PROMPT: Render the material below as a Markdown table with two columns, Number and Line, giving each nonblank line its own row numbered in order. Omit the pictures.

Labeled-object pointing entries:
.....
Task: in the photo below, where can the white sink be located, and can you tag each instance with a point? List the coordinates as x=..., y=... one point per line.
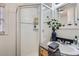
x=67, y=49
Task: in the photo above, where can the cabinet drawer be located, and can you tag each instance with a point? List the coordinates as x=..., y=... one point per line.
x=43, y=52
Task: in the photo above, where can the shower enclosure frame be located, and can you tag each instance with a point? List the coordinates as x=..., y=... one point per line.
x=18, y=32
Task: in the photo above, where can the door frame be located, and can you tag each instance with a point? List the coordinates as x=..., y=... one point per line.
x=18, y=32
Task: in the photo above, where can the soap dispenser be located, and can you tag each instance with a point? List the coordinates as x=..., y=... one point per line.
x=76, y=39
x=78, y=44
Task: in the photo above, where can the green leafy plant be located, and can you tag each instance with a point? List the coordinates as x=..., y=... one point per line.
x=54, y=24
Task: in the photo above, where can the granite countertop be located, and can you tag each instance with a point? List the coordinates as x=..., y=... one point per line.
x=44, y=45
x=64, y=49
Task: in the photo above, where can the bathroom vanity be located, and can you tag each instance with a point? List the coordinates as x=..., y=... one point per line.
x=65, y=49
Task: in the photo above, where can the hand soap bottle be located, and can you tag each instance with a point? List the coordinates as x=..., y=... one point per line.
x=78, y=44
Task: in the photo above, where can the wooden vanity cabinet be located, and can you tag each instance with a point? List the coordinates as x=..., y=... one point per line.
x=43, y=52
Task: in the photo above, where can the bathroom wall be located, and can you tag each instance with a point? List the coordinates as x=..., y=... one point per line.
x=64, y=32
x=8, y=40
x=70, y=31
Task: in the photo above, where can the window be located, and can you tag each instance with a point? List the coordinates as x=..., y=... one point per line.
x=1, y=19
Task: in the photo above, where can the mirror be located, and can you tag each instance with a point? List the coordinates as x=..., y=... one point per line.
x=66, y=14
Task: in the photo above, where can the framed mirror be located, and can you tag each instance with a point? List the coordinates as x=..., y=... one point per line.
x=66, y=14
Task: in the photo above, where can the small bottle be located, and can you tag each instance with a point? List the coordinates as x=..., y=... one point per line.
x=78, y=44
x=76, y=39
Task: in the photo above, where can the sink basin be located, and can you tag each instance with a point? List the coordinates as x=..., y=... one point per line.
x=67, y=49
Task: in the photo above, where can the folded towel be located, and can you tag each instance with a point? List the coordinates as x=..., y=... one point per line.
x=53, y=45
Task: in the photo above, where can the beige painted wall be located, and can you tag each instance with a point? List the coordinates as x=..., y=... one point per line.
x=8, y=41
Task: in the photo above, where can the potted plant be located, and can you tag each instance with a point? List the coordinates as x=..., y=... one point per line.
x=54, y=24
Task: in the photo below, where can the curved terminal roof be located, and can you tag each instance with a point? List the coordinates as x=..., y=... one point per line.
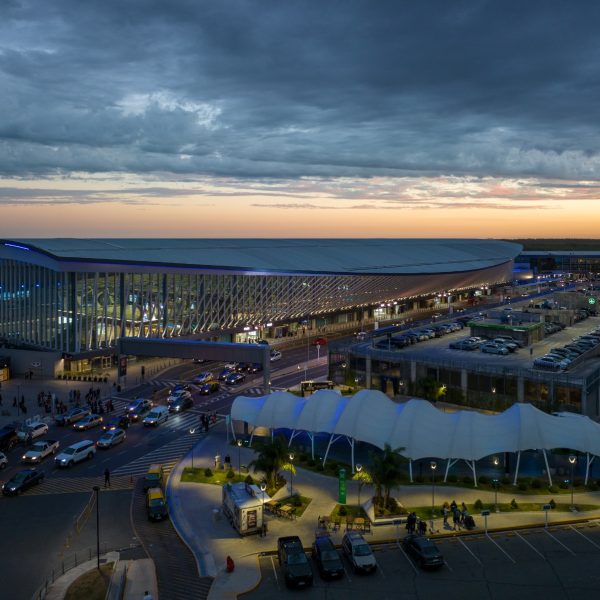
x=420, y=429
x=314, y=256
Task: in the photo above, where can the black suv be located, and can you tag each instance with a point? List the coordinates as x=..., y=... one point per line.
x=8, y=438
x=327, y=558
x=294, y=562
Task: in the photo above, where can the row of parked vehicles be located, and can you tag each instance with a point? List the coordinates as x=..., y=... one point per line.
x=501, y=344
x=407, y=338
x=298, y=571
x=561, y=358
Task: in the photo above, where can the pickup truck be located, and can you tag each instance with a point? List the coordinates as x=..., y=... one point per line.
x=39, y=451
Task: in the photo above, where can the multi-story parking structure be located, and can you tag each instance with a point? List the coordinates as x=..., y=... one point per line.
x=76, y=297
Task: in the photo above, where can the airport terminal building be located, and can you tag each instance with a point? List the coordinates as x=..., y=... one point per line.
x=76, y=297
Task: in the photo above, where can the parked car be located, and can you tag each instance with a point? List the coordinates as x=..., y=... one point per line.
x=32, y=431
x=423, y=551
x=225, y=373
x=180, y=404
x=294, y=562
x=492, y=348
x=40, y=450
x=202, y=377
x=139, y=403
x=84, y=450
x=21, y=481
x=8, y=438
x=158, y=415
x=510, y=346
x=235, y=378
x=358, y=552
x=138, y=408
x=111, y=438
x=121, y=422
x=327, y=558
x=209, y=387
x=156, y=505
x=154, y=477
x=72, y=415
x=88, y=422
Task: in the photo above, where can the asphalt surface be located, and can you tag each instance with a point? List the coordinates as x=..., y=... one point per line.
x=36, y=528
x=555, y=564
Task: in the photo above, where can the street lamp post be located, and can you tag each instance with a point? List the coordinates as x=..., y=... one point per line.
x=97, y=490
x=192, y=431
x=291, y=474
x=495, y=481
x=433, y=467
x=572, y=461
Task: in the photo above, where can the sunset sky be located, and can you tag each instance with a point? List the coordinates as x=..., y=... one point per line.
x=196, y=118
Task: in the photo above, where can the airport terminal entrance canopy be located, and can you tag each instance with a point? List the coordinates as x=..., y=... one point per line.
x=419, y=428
.....
RESULT OF THIS TASK:
| Number | Line |
|---|---|
| 1 | Task: in the photo below, where can the white sink be located, and can you tag each instance with a point? List the coordinates as x=..., y=... one point per line. |
| 2 | x=67, y=49 |
| 3 | Task: in the photo above, where can the cabinet drawer be located, and can you tag each instance with a point? List the coordinates as x=..., y=... one point per line. |
| 4 | x=43, y=52 |
| 5 | Task: in the photo above, where can the shower enclosure frame be located, and can you tag each instance with a point? List the coordinates as x=..., y=... one point per line. |
| 6 | x=18, y=32 |
| 7 | Task: in the photo above, where can the door frame be located, and can you tag each instance with a point? List the coordinates as x=..., y=... one point per line. |
| 8 | x=18, y=32 |
| 9 | Task: in the photo above, where can the soap dispenser be located, and can you tag each instance with a point? List the coordinates as x=..., y=... one point per line. |
| 10 | x=76, y=39 |
| 11 | x=78, y=44 |
| 12 | Task: in the photo above, where can the green leafy plant be located, and can you tag each instance with a point? List the coordinates as x=..., y=... one point per line. |
| 13 | x=54, y=24 |
| 14 | Task: in the photo above, where can the granite countertop be located, and can you tag each instance with a point? List the coordinates as x=..., y=... one point per line. |
| 15 | x=44, y=45 |
| 16 | x=64, y=49 |
| 17 | Task: in the photo above, where can the bathroom vanity be located, and can you tag each instance with a point? List the coordinates as x=..., y=... one point per line. |
| 18 | x=65, y=49 |
| 19 | Task: in the photo above, where can the hand soap bottle be located, and can you tag each instance with a point? List the coordinates as x=..., y=... one point per line. |
| 20 | x=78, y=44 |
| 21 | Task: in the photo above, where can the wooden vanity cabinet be located, and can you tag each instance with a point? List the coordinates as x=..., y=... one point per line. |
| 22 | x=43, y=52 |
| 23 | Task: in the photo above, where can the bathroom wall be located, and can you tag each instance with a point? List the coordinates as x=..., y=... one point per line. |
| 24 | x=64, y=32 |
| 25 | x=8, y=40 |
| 26 | x=70, y=31 |
| 27 | Task: in the photo above, where can the window be located, and can you tag each instance with a point? List the coordinates as x=..., y=... one point per line. |
| 28 | x=1, y=19 |
| 29 | Task: in the photo above, where can the mirror be located, and can you tag each instance with a point? List the coordinates as x=..., y=... one point per line. |
| 30 | x=66, y=14 |
| 31 | Task: in the photo above, where can the framed mirror be located, and can you tag each instance with a point? List the coordinates as x=..., y=... one point per line. |
| 32 | x=66, y=14 |
| 33 | Task: in the photo above, where can the small bottle be located, and can you tag each instance with a point? List the coordinates as x=..., y=... one point per line. |
| 34 | x=78, y=44 |
| 35 | x=76, y=39 |
| 36 | Task: in the photo above, where can the sink basin be located, and can you tag each instance with a point? List the coordinates as x=..., y=... one point per line. |
| 37 | x=67, y=49 |
| 38 | Task: in the photo above, where can the folded towel be located, and can you tag each instance with a point? List the coordinates as x=..., y=... one point per line. |
| 39 | x=53, y=45 |
| 40 | Task: in the photo above, where can the beige painted wall be located, and can you tag each instance with a point? List the coordinates as x=..., y=... one point per line. |
| 41 | x=8, y=41 |
| 42 | Task: in the photo above, where can the potted plant be located, and can you tag each instance with a point? List the coordinates as x=..., y=... one point per line. |
| 43 | x=54, y=24 |
| 44 | Task: in the photo below, where can the curved terminal roof be located, and can you tag each instance with a point? List the coordinates as x=..., y=... one point per line. |
| 45 | x=420, y=429 |
| 46 | x=314, y=256 |
| 47 | Task: in the photo above, where can the black suv be located, and can you tag each instance with a point? List the coordinates as x=..., y=... one point per line. |
| 48 | x=8, y=438 |
| 49 | x=327, y=558 |
| 50 | x=294, y=562 |
| 51 | Task: in the photo above, where can the row of parked vehicles be located, and can you tag each instance with a point? List the coordinates as x=..., y=... one point per line. |
| 52 | x=501, y=344 |
| 53 | x=407, y=338 |
| 54 | x=298, y=571 |
| 55 | x=561, y=358 |
| 56 | Task: in the photo above, where can the pickup truck be located, and can you tag each instance with a point? List the coordinates as x=..., y=... one point per line. |
| 57 | x=39, y=451 |
| 58 | Task: in the photo above, where can the multi-story parking structure be located, and can you tag each instance with a point? List the coordinates as x=..., y=... one point per line. |
| 59 | x=76, y=297 |
| 60 | Task: in the photo above, where can the airport terminal building be located, and can you tag each instance with a point? List the coordinates as x=..., y=... one point per line. |
| 61 | x=76, y=297 |
| 62 | Task: in the photo above, where can the parked car be located, and can you tag each instance with a point? List the coordinates as x=..., y=... one point per line. |
| 63 | x=32, y=431 |
| 64 | x=423, y=551 |
| 65 | x=225, y=373 |
| 66 | x=180, y=404 |
| 67 | x=294, y=562 |
| 68 | x=492, y=348 |
| 69 | x=40, y=450 |
| 70 | x=202, y=377 |
| 71 | x=139, y=403 |
| 72 | x=84, y=450 |
| 73 | x=21, y=481 |
| 74 | x=8, y=438 |
| 75 | x=158, y=415 |
| 76 | x=510, y=346 |
| 77 | x=235, y=378 |
| 78 | x=358, y=552 |
| 79 | x=138, y=408 |
| 80 | x=111, y=438 |
| 81 | x=121, y=422 |
| 82 | x=327, y=558 |
| 83 | x=209, y=387 |
| 84 | x=156, y=505 |
| 85 | x=154, y=477 |
| 86 | x=72, y=415 |
| 87 | x=88, y=422 |
| 88 | Task: in the photo above, where can the asphalt surface be located, and can you tag each instance with a point? List the coordinates as x=..., y=... one point per line. |
| 89 | x=36, y=528 |
| 90 | x=555, y=564 |
| 91 | Task: in the photo above, where can the street lamp post be located, and can you tag each instance with a point? List the coordinates as x=..., y=... one point per line. |
| 92 | x=97, y=490 |
| 93 | x=192, y=431 |
| 94 | x=291, y=474 |
| 95 | x=495, y=481 |
| 96 | x=433, y=467 |
| 97 | x=572, y=461 |
| 98 | Task: in the photo above, where can the sunset sky be located, and can you tag each instance with a point? List the coordinates as x=..., y=... one point per line. |
| 99 | x=196, y=118 |
| 100 | Task: in the photo above, where can the airport terminal entrance canopy be located, and can you tag each instance with a point? List the coordinates as x=..., y=... one point per line. |
| 101 | x=419, y=428 |